GIVEN TASK 1: Pull out every line of the entries below that contains the string "blonde", treating uppercase and lowercase as different.

READING PASSAGE:
┄┄┄┄┄┄┄┄┄┄┄┄┄┄┄┄┄┄┄┄

Indian Pulse Conclave Communique
In February, a contingent of Pulse Australia members converged on Delhi to participate in the Indian Pulse Conclave. The Conclave is a biennial event aimed at bringing pulse traders around the world face to face with their Indian counterparts for the purpose of furthering trade and better understanding the Indian pulse market.
While there were a number of outcomes from the Conclave, summarised below, one of the more significant was the agreement reached between the industry peak bodies of Pulse Australia and the Indian Pulse and Grain Association (IPGA).
Representatives from Pulse Australia met with IPGA at a side meeting chaired by Austrade to establish ways both organisations can work together for better outcomes for their members. Representatives from Grain Producers Australia(GPA) and the Australian Grains Industry Market Access Forum (GIMAF) were also in attendance.

┄┄┄┄┄┄┄┄┄┄┄┄┄┄┄┄┄┄┄┄

GIVEN TASK 2: According to the conclave communique, which body chaired the side meeting between Pulse Australia and the Indian Pulse and Grain Association?

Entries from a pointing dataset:
┄┄┄┄┄┄┄┄┄┄┄┄┄┄┄┄┄┄┄┄

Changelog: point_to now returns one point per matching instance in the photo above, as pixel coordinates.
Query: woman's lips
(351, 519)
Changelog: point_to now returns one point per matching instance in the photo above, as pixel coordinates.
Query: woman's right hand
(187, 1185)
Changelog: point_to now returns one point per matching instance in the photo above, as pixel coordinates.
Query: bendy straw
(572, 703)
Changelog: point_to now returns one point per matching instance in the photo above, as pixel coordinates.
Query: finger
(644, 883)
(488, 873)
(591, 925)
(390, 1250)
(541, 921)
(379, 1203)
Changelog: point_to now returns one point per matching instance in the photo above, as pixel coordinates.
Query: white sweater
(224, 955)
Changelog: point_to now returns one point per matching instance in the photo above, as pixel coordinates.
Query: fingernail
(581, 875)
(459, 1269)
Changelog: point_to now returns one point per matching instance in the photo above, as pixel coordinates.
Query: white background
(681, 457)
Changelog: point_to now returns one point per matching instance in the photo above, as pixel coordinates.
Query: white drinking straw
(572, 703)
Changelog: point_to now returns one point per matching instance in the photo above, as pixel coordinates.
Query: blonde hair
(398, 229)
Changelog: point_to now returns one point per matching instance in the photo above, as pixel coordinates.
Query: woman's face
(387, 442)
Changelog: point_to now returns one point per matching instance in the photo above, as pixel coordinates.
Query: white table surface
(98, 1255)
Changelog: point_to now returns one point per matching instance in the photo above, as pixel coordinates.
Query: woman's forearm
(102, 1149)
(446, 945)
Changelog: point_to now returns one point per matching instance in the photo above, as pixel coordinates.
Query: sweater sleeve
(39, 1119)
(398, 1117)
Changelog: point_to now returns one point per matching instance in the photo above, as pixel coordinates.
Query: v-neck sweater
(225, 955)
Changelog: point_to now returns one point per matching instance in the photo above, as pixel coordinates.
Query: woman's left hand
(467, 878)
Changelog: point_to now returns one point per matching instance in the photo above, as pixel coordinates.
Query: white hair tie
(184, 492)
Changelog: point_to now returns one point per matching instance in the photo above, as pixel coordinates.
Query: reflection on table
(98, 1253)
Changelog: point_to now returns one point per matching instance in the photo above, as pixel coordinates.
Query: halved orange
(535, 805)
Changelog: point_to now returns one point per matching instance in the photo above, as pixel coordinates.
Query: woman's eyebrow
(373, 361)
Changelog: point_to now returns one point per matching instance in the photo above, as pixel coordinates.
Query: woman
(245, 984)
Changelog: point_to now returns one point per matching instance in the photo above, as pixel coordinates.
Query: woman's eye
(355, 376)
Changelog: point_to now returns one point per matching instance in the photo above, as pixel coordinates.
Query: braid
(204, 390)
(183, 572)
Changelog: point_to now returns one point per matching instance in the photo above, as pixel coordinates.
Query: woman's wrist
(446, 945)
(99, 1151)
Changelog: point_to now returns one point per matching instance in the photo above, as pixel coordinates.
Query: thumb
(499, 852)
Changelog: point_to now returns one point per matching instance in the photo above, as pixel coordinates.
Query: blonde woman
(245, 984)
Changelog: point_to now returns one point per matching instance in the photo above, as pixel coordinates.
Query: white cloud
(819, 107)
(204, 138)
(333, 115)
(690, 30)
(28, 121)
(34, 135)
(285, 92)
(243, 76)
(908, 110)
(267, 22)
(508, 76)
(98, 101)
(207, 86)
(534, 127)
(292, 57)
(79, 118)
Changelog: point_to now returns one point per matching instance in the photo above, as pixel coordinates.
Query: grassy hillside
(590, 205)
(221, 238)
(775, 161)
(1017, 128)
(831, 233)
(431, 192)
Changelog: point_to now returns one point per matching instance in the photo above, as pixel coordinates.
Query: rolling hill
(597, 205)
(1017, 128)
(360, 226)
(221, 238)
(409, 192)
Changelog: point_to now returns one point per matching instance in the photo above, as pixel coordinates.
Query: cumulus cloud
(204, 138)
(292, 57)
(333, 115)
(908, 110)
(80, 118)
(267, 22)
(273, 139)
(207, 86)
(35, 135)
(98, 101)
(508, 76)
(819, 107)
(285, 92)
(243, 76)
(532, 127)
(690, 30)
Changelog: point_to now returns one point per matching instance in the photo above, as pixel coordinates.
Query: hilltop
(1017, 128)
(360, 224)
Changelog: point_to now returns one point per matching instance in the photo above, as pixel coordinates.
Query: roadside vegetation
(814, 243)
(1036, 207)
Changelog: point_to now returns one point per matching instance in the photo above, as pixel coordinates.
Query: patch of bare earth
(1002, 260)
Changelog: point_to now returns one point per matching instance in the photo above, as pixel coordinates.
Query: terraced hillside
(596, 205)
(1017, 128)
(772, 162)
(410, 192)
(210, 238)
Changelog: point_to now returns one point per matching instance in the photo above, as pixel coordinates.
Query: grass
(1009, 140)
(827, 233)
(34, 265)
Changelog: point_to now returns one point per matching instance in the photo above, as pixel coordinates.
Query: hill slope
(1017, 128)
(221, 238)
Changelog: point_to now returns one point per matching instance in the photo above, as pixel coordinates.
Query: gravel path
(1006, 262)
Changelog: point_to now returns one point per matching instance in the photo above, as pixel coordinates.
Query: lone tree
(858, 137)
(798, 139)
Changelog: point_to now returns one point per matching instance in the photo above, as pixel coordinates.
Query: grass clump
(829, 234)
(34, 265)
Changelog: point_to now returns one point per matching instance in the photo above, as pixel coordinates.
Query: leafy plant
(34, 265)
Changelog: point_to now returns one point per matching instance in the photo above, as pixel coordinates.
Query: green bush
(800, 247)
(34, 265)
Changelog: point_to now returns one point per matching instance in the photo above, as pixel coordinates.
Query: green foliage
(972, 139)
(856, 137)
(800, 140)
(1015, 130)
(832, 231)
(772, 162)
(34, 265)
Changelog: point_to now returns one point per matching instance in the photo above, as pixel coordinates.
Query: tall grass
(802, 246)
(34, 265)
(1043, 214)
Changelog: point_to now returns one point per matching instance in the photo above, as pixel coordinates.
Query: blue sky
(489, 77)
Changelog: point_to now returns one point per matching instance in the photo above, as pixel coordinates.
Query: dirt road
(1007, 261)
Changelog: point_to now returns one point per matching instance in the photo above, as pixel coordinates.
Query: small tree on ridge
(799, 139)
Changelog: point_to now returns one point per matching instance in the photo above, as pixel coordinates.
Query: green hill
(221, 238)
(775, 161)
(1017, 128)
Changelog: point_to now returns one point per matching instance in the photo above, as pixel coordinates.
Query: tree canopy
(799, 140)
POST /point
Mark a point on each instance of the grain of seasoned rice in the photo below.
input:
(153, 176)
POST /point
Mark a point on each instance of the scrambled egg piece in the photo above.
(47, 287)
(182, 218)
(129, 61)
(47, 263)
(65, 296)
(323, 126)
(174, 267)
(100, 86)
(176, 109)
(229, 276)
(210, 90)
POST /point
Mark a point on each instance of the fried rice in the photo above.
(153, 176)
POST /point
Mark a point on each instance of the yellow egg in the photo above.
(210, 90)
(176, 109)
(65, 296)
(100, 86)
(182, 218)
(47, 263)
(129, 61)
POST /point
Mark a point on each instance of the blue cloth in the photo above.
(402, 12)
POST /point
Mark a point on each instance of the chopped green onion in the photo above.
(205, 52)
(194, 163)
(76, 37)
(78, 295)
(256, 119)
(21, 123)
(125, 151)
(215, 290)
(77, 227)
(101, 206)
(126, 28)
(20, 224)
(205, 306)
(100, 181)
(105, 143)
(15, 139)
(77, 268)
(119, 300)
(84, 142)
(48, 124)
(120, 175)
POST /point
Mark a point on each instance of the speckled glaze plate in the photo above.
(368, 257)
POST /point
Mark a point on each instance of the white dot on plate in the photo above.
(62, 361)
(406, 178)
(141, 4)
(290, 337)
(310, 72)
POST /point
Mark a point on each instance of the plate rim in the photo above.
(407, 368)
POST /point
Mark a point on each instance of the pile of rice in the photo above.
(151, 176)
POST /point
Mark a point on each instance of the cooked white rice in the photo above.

┄┄┄┄┄┄┄┄┄┄┄┄┄┄┄┄┄┄┄┄

CORRECT RESULT 1:
Query: blonde hair
Query: blonde woman

CORRECT RESULT 2: Austrade